**GIVEN EXERCISE**
List every line of the material below that contains the word "front", copying each such line in full. Case matters when matching.

========

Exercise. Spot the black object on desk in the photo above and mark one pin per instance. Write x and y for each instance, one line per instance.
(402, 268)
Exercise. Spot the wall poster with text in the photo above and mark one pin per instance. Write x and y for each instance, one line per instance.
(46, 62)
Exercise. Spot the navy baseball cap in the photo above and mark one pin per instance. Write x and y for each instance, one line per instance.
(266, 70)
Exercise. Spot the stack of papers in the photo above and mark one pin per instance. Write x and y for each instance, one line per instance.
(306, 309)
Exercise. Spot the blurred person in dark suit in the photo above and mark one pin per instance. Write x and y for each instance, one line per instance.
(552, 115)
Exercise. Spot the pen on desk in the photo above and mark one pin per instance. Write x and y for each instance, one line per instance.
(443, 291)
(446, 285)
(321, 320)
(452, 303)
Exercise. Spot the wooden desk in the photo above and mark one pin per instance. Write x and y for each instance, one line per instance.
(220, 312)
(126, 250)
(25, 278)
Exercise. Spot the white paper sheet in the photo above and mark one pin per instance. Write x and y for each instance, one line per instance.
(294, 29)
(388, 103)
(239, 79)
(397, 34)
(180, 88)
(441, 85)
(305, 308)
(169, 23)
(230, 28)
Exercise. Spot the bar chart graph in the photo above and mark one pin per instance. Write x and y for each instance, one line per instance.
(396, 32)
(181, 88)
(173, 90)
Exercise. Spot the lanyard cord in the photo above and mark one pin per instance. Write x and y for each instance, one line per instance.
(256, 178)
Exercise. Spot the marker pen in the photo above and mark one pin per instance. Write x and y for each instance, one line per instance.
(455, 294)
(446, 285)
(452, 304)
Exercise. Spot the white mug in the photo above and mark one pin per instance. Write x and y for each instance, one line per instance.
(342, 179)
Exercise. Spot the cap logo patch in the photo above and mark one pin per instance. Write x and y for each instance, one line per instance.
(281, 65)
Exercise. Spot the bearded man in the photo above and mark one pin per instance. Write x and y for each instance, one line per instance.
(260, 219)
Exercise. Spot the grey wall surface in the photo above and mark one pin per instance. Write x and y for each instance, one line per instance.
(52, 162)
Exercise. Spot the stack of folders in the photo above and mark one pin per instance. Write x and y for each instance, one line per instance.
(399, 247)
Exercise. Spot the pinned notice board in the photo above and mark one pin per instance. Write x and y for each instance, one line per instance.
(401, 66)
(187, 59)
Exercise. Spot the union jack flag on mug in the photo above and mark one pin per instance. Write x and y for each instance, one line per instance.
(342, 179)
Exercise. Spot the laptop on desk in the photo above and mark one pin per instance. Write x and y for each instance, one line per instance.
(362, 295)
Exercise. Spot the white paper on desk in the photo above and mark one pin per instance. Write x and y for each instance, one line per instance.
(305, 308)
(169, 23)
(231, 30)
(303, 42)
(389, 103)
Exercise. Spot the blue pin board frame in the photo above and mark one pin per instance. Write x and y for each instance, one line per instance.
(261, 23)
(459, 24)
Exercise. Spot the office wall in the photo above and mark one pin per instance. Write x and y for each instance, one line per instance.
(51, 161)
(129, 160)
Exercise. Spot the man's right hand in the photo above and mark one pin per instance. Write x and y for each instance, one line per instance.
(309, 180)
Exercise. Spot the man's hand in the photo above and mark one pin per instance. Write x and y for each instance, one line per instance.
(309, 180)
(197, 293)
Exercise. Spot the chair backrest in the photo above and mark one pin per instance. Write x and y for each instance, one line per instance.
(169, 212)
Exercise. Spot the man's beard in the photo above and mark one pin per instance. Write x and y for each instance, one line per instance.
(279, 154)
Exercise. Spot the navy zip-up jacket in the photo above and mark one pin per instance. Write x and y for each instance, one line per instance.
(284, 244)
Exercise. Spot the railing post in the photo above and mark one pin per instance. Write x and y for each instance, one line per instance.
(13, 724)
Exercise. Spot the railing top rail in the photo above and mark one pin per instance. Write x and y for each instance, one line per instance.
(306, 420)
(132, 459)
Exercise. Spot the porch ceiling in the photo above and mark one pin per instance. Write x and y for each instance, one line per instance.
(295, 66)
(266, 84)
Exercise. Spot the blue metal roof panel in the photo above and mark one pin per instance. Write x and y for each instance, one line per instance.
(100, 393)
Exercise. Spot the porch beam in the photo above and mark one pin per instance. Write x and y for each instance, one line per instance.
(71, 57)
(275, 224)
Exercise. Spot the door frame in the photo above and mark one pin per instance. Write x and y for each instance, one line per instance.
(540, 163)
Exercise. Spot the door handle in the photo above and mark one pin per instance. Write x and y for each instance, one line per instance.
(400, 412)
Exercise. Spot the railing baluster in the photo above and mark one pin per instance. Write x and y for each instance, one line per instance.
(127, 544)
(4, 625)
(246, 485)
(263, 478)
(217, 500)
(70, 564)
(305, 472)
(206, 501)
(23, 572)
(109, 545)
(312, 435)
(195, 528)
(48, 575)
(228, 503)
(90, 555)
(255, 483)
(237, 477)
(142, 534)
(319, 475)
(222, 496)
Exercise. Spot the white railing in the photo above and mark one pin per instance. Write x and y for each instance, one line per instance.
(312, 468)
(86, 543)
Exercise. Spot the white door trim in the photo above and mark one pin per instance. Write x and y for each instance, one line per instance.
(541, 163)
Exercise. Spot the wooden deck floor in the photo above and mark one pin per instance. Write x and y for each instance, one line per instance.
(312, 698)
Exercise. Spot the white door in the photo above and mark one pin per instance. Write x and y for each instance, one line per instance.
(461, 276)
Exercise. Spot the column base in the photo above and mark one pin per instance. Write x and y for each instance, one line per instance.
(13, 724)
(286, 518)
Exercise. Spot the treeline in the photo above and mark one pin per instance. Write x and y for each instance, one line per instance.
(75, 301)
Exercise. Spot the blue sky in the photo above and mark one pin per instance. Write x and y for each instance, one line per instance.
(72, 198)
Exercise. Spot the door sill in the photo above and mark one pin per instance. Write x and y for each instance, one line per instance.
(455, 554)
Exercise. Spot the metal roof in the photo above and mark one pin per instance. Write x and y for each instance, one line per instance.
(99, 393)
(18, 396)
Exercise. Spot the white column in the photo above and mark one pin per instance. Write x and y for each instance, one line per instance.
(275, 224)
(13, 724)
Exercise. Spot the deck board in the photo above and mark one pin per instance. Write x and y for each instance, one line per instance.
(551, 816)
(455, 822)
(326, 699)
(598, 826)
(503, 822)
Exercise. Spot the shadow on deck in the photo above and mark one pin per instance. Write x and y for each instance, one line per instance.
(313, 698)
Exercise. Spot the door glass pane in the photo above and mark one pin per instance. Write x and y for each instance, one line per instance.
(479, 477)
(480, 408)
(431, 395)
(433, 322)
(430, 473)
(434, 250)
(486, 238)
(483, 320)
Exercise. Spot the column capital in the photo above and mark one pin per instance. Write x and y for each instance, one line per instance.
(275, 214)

========

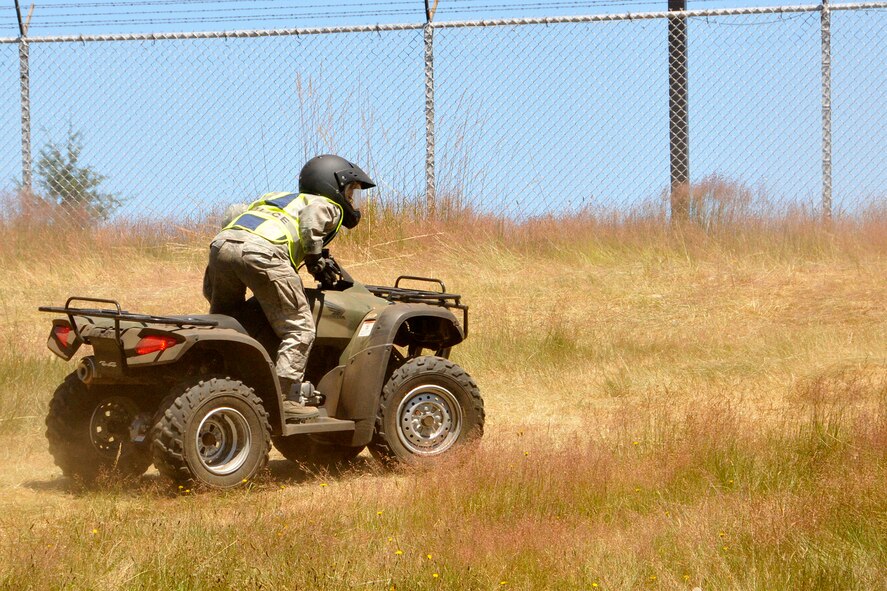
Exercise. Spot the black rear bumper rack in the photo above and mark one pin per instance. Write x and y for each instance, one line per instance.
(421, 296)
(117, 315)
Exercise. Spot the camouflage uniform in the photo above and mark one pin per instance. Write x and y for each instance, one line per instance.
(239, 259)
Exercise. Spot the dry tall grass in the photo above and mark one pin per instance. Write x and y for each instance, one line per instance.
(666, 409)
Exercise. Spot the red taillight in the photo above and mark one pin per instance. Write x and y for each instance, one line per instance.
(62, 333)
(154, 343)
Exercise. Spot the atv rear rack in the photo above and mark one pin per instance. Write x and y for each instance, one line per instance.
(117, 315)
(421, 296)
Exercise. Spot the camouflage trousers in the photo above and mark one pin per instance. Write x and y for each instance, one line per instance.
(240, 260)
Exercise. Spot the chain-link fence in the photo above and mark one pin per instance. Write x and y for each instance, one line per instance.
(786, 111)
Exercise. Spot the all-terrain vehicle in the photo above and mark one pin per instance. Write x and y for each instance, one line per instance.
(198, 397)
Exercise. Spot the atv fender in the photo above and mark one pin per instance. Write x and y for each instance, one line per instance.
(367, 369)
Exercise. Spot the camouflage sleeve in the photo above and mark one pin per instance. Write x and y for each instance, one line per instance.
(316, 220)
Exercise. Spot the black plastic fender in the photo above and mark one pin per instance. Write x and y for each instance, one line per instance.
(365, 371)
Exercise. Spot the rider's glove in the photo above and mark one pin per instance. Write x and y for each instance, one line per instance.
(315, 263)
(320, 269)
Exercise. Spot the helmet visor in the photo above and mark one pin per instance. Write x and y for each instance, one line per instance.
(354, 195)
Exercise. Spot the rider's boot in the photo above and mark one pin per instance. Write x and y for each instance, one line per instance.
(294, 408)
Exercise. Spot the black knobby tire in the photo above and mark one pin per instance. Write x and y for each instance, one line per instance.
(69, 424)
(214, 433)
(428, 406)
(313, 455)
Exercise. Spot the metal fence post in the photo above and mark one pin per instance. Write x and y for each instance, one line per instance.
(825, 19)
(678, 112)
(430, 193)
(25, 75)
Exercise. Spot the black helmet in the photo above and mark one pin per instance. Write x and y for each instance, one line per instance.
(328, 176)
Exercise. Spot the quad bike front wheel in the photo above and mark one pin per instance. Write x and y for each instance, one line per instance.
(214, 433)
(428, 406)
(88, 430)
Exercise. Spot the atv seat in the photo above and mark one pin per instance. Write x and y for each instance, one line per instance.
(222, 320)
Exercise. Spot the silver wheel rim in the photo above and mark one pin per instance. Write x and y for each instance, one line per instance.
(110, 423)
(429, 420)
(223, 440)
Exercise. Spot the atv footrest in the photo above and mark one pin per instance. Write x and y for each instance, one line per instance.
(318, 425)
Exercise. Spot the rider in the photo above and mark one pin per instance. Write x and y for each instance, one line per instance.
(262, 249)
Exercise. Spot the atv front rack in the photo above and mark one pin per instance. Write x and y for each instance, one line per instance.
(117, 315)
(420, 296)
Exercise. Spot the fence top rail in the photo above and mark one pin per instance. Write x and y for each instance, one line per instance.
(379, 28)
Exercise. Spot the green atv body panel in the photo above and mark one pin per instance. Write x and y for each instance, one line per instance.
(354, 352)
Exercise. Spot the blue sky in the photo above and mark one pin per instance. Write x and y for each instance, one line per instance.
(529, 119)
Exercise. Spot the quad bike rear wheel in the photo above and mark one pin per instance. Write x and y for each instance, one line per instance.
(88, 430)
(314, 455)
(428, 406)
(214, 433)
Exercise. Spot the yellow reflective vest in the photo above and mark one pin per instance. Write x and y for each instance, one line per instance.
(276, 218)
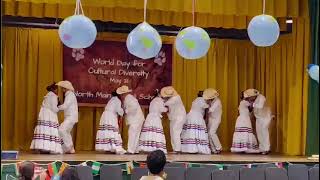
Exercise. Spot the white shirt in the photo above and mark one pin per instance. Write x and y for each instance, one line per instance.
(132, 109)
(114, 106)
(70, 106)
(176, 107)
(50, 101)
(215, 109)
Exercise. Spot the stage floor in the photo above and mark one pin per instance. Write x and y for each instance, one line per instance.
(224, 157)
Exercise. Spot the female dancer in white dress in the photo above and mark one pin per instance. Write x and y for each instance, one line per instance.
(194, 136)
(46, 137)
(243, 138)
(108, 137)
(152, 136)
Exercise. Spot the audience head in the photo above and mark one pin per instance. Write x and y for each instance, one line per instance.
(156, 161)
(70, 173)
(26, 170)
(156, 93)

========

**ANSWER FOR THIS EXERCISE**
Exercise. Spot the quad bike front wheel in the photo above and mark one pin per instance. Write x and y for each instance, one line per instance.
Exercise. Spot the atv front rack in the photo above and mark one pin per instance. Write x and y for each instance, one line per instance.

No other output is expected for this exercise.